▶ [Task statement]:
Where the string "dark" appears in a line of the data, show that line.

===== Given data =====

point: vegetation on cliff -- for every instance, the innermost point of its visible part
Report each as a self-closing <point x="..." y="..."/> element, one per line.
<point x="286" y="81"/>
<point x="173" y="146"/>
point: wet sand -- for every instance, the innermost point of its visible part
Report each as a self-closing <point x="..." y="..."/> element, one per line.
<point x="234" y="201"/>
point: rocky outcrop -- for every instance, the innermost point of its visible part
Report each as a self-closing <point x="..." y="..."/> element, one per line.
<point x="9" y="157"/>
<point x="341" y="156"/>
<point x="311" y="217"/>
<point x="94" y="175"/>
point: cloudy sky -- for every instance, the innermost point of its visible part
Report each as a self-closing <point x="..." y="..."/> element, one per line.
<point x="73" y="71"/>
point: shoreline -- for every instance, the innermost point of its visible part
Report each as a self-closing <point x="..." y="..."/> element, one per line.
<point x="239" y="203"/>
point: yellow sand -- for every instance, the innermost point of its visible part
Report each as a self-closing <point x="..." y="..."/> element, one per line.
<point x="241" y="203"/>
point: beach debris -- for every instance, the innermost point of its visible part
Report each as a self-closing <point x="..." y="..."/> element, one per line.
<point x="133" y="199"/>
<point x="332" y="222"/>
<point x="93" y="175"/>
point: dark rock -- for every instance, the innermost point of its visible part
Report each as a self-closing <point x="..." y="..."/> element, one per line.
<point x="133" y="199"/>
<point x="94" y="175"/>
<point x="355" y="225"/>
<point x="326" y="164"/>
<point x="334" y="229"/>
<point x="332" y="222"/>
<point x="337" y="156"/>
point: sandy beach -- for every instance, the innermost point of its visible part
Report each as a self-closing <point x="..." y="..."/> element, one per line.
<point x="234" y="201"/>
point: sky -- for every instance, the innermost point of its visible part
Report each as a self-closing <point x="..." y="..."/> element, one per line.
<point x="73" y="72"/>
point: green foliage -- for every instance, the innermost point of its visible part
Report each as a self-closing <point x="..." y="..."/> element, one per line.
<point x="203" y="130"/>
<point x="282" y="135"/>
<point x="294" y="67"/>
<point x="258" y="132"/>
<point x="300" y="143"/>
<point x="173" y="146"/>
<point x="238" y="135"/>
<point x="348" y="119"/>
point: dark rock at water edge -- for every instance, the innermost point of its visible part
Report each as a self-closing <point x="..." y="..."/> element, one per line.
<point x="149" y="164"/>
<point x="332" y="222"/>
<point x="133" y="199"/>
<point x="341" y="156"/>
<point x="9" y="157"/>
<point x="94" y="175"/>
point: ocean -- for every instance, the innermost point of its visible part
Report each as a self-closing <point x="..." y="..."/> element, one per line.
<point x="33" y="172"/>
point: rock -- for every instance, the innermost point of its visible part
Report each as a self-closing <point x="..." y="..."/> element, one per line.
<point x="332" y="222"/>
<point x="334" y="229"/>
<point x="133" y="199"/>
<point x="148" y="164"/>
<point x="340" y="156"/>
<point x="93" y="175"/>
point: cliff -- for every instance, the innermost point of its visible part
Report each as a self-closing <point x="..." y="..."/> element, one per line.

=====

▶ [Response area]:
point: dark rock -- for every instance, the innermost point of its visible part
point: dark rock at water edge -- for every instance, the innermost point of its visible part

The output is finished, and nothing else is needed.